* **READING TEXT**:
####
The Act We’ve Known
for All These Years
From the Boston Globe, May 2, 2016
Too bad we don’t have Paul McCartney’s cell number. Maybe we could finally patch that drywall in the family room or re-route the sprinkler system in the front yard.
Turns out Sir Paul is a do-it-yourselfer. That’s one of the things we learn about the Cute Beatle in Philip Norman’s weighty biography, Paul McCartney: The Life.’
At first blush, 800-plus pages on McCartney may seem like overkill, especially when we see the book isn’t pitched at music geeks. There’s no extensive discography and no how-he-did-it secrets from the recording studio. Only a fourth of the book concerns the Beatles’ glory years, perhaps because Norman has been down this road before.
In 1981, Norman published Shout!,’ one of the first and best full-career biographies of the band. McCartney resented Norman’s portrait of his songwriting partner as the real genius of the group, and often referred to the book by an unprintable mock-title using three of the same letters.
McCartney held a monumental grudge, and his resentment only grew when Norman published John Lennon: The Life in 2009. Finally, when Norman announced that no matter what Sir Paul said he was doing a McCartney bio, it was if-you-can’t-beat-him-join-him time.
McCartney told friends and family to cooperate with Norman, met with him a few times, and hoped for the best.
He got it. Norman’s portrait of McCartney is fascinating and exhaustive. This is the story of a relentless entertainer, working well into his 70s to make everybody happy. He is also portrayed as a deep contradiction: generous but petty, mostly kind but sometimes cruel. To his credit, Norman manages to avoid most of the oft-told tales, leaving the Beatles’ saga refreshed by his account.
McCartney was shaped by his midwife mother Mary — the “pretty nurse selling poppies from a tray” in “Penny Lane” — who died when he was 14. Father Jim then played both parents for Paul and Michael, his younger brother, learning to cook and passing on his love of music. Paul never recovered from the loss of his mother, but loved his father with an endearing ferocity.
McCartney was the group’s master of public relations, friendly and unfailingly polite, but also the one who delved most deeply into the avant garde, though the public perception was that Lennon was the one on the edge, according to Norman. It was McCartney, for instance, who turned John on to conceptual artists. McCartney helped finance the boho art gallery where Lennon met Yoko Ono.
Norman hits most of the high points of the well-worn Beatles narrative, but tells the story with some impatience, as if he feels it’s all common knowledge. He doesn’t say much about the writing of the songs and the recording of the albums, instead focusing more on McCartney’s cascading love life and domestic issues.
####
* **TASK DESCRIPTION**: List every book by Philip Norman that the McCartney biography review above names.

* **ENTRIES SHOWN**:
####
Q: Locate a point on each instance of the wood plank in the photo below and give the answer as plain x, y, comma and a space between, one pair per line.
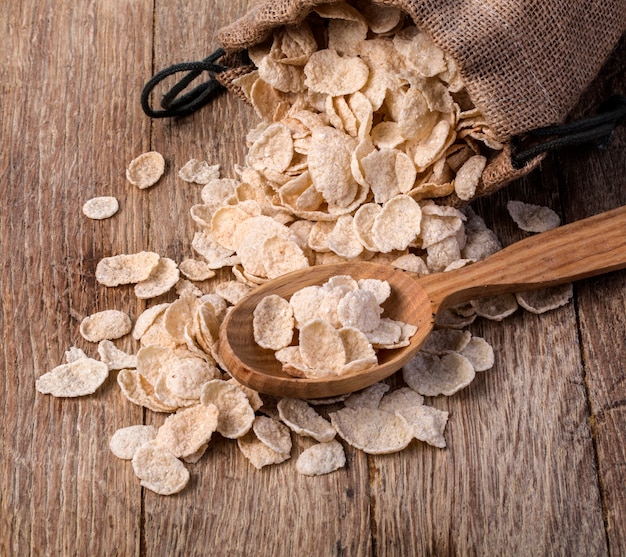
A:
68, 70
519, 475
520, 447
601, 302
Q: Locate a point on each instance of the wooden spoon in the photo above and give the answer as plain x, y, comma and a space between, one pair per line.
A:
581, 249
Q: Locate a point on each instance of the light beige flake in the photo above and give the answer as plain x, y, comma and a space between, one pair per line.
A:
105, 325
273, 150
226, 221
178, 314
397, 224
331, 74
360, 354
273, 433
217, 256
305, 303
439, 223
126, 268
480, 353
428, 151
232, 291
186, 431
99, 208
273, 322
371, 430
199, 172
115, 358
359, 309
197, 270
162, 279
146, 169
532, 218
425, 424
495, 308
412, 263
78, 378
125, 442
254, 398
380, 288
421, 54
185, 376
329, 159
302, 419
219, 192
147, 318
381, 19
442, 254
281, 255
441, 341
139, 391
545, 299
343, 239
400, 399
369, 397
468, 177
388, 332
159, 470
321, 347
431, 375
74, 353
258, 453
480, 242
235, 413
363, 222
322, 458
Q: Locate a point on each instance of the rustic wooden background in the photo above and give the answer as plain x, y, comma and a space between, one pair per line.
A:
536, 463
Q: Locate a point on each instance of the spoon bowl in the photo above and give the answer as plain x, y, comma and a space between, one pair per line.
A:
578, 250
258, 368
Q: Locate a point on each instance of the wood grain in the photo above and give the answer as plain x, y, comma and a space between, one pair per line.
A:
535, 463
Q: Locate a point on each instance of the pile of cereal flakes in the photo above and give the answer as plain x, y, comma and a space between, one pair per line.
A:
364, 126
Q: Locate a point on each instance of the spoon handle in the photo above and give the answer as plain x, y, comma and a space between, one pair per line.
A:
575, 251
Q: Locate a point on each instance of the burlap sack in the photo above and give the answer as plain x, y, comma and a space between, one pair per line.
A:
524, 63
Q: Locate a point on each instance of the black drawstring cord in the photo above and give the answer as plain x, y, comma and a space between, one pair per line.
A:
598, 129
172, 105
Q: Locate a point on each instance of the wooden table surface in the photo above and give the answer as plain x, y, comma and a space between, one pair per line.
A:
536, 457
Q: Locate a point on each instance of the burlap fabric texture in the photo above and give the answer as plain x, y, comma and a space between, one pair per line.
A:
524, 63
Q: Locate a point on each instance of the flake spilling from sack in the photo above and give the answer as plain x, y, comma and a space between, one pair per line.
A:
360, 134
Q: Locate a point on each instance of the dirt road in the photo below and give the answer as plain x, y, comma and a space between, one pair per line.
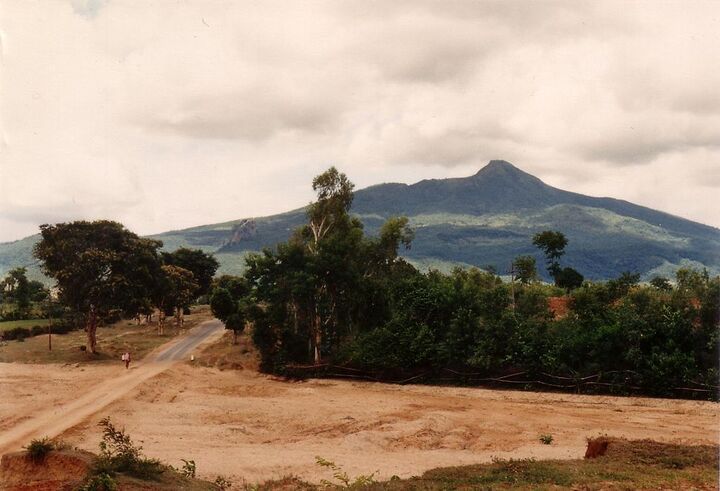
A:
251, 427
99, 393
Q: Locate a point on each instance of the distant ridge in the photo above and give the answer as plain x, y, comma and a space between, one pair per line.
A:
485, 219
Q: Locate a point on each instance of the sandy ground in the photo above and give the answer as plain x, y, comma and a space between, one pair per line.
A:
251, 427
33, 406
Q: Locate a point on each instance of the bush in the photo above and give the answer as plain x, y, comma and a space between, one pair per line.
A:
####
* **EXERCISE SOLUTION**:
Paul McCartney: The Life
Shout!
John Lennon: The Life